Records from a collection
+---+

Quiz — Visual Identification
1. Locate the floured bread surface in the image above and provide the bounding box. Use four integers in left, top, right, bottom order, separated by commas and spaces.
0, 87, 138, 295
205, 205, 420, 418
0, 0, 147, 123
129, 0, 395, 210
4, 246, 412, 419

+---+

### Work instruction:
Write the entries out again exactly.

### Response below:
Quiz — Visual Identification
1. Locate the floured bread surface in the image above and provide the bounding box. Use four integers in left, top, right, bottom order, separated by commas and spaces.
0, 87, 138, 295
205, 205, 420, 418
0, 0, 147, 123
129, 0, 395, 210
4, 246, 412, 419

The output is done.